> _WHAT YOU ARE ASKED TO DO_: Copy out the records below, replacing each occurrence of "pixel coordinates" with "x and y coordinates" and keeping everything else the same.

____

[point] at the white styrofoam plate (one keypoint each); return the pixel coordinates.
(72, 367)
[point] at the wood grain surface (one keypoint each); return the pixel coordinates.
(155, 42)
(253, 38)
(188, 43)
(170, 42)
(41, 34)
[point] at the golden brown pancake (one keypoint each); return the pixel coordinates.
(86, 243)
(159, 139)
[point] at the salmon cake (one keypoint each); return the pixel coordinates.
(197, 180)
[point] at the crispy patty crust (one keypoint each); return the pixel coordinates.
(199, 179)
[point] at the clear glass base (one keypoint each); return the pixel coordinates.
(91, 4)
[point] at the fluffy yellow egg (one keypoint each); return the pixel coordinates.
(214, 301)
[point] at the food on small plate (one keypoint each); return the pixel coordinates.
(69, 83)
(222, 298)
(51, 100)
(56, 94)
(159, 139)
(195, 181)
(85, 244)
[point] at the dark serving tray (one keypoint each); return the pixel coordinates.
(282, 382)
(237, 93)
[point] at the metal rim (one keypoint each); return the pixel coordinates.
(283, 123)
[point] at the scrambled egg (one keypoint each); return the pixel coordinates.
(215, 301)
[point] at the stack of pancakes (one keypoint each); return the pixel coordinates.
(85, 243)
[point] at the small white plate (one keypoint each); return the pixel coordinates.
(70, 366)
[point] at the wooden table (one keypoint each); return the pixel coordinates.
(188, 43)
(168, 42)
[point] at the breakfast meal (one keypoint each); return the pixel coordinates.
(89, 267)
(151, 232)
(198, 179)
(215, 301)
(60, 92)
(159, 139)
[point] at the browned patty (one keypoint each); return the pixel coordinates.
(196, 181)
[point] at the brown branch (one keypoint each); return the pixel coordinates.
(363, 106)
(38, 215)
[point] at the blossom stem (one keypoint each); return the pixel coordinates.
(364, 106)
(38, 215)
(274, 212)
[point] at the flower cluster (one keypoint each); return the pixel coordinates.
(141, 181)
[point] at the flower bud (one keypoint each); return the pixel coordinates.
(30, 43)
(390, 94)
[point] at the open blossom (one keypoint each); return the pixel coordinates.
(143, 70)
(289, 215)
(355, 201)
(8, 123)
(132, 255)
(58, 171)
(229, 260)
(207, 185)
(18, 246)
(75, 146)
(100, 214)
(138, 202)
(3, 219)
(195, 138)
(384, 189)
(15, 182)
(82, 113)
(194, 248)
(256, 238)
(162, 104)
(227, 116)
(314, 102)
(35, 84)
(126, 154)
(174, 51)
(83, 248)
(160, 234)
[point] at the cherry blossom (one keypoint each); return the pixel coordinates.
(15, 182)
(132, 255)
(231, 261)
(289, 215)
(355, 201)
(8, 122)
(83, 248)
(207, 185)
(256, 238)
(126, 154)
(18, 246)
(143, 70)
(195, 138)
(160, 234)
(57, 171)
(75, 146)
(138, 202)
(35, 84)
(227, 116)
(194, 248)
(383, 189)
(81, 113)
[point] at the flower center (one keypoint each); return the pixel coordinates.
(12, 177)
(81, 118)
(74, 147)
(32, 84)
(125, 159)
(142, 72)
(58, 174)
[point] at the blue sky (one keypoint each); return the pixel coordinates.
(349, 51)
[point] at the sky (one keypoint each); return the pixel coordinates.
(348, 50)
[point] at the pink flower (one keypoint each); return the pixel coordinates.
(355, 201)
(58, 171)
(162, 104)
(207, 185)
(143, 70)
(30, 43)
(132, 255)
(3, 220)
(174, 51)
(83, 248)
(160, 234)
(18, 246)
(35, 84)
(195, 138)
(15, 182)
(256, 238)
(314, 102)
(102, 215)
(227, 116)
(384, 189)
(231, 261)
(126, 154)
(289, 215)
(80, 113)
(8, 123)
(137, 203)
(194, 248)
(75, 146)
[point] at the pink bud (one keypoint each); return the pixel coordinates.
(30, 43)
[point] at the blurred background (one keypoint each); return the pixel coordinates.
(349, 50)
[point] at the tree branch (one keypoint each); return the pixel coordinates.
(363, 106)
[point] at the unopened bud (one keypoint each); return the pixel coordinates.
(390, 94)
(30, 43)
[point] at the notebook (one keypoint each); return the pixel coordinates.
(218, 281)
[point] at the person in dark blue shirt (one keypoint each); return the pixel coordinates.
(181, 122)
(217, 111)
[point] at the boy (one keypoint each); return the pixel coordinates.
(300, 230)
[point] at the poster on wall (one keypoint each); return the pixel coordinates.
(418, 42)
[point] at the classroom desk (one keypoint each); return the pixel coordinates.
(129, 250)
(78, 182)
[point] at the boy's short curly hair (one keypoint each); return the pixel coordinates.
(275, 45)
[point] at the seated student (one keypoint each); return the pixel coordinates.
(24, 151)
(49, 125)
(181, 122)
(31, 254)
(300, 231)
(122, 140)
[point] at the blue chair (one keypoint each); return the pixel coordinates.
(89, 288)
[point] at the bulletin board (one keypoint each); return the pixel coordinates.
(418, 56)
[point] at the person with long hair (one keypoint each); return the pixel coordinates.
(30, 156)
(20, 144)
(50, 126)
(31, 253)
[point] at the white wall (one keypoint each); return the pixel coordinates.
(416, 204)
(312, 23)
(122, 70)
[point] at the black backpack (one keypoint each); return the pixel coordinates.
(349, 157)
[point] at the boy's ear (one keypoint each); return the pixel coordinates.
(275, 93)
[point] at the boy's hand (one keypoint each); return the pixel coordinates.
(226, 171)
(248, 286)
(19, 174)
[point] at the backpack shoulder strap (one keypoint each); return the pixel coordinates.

____

> _EXERCISE OUTPUT_:
[point] at the white styrofoam plate (one keypoint each); return the x and y coordinates.
(72, 367)
[point] at the wood grain surface (one keypoint each); return the x and y coordinates.
(155, 42)
(253, 38)
(188, 43)
(170, 42)
(41, 34)
[point] at the golden brown pancake (one keypoint each); return the x and y coordinates.
(86, 243)
(159, 139)
[point] at the salmon cake (one keypoint each); return the x and y coordinates.
(197, 180)
[point] at the crispy patty crust (one keypoint each); return the x and y coordinates.
(199, 179)
[point] at the clear glass base (one keypoint each); return the x and y coordinates.
(91, 4)
[point] at the fluffy yellow egg (one keypoint each); return the x and y coordinates.
(214, 301)
[point] at the food on small plate (one keypoint each); return the x and y coordinates.
(69, 83)
(222, 298)
(51, 100)
(56, 94)
(159, 139)
(195, 181)
(85, 244)
[point] at the dark serving tray (one keypoint each); return the x and y coordinates.
(282, 382)
(237, 93)
[point] at the metal rim (one keypoint each); return the x and y coordinates.
(283, 123)
[point] at the scrambled egg (one keypoint each); return the x and y coordinates.
(215, 301)
[point] at the stack of pancakes (one keypoint each); return the x and y coordinates.
(85, 243)
[point] at the small white plate (one keypoint each); return the x and y coordinates.
(70, 366)
[point] at the wooden table (one keypoint each); return the x and y coordinates.
(188, 43)
(168, 42)
[point] at the breakfast meal (one keypoint each); return the x and y coordinates.
(89, 267)
(151, 232)
(198, 179)
(215, 301)
(60, 92)
(159, 139)
[point] at the browned patty (one keypoint each); return the x and y coordinates.
(196, 181)
[point] at the brown branch (one keypoint each); return the x and y coordinates.
(363, 106)
(38, 215)
[point] at the blossom stem (one keypoint each); return the x and y coordinates.
(364, 106)
(38, 215)
(274, 212)
[point] at the flower cluster (one keypoint each); return the x and y coordinates.
(141, 181)
[point] at the flower bud (one keypoint each); return the x and y coordinates.
(30, 43)
(390, 94)
[point] at the open blossom (one keypoint each); return the x and y coordinates.
(143, 70)
(289, 215)
(355, 201)
(8, 123)
(132, 255)
(58, 171)
(229, 260)
(207, 185)
(18, 246)
(75, 146)
(100, 214)
(138, 202)
(3, 219)
(195, 138)
(384, 189)
(15, 182)
(82, 113)
(194, 248)
(256, 238)
(162, 104)
(227, 116)
(314, 102)
(35, 84)
(126, 154)
(174, 51)
(83, 248)
(160, 234)
[point] at the cherry blossom (one keypoint each); return the x and y coordinates.
(15, 182)
(132, 255)
(231, 261)
(289, 215)
(355, 201)
(8, 122)
(83, 248)
(207, 185)
(256, 238)
(126, 154)
(18, 246)
(143, 70)
(195, 138)
(160, 234)
(57, 171)
(75, 146)
(138, 202)
(35, 84)
(227, 116)
(194, 248)
(383, 189)
(81, 113)
[point] at the flower center (one keypoint each); return the x and y coordinates.
(12, 177)
(81, 118)
(74, 147)
(32, 84)
(125, 159)
(142, 72)
(58, 174)
[point] at the blue sky (one keypoint each); return the x and y coordinates.
(349, 51)
[point] at the sky (one keypoint each); return the x and y coordinates.
(348, 50)
[point] at the pink flower (one keypoint each); return the x and y coordinates.
(355, 201)
(58, 171)
(162, 104)
(207, 185)
(143, 70)
(30, 43)
(132, 255)
(3, 220)
(174, 51)
(83, 248)
(160, 234)
(18, 246)
(35, 84)
(195, 138)
(15, 182)
(256, 238)
(314, 102)
(102, 215)
(227, 116)
(384, 189)
(231, 261)
(126, 154)
(289, 215)
(80, 113)
(8, 123)
(137, 203)
(194, 248)
(75, 146)
[point] at the pink bud (one keypoint each); return the x and y coordinates.
(30, 43)
[point] at the blurred background (one keypoint each); return the x and y coordinates.
(349, 50)
[point] at the tree branch (one keypoint each); return the x and y coordinates.
(363, 106)
[point] at the unopened bud (one keypoint each); return the x and y coordinates.
(390, 94)
(30, 43)
[point] at the notebook (one keypoint each); return the x and y coordinates.
(218, 281)
[point] at the person in dark blue shirt (one keypoint each); return the x and y coordinates.
(181, 122)
(217, 111)
[point] at the boy (one keypoint each); return the x and y coordinates.
(300, 230)
[point] at the poster on wall (one keypoint each); return the x and y coordinates.
(418, 42)
[point] at the classroom desk (one keypoint each); return the x and y coordinates.
(129, 250)
(78, 182)
[point] at the boy's short curly hair (one keypoint each); return the x and y coordinates.
(275, 45)
[point] at the seated student (one keypoint each); return the x and y coordinates.
(24, 151)
(49, 125)
(181, 122)
(31, 254)
(300, 231)
(122, 140)
[point] at the blue chair (one keypoint each); return the x and y coordinates.
(89, 288)
[point] at the bulletin board (one keypoint each); return the x and y coordinates.
(418, 56)
[point] at the person with long hair (one keypoint each); return the x and y coordinates.
(30, 156)
(20, 144)
(50, 126)
(31, 253)
[point] at the white wall (one keypoint each); return the x and y coordinates.
(416, 204)
(312, 23)
(122, 70)
[point] at the black backpack (one keypoint each); return the x and y coordinates.
(349, 157)
[point] at the boy's ear (one keypoint each); return the x and y coordinates.
(275, 93)
[point] at the boy's hand (one keypoint each); return the x and y coordinates.
(226, 171)
(248, 286)
(19, 174)
[point] at the backpack shoulder strap (one keypoint each); return the x and y coordinates.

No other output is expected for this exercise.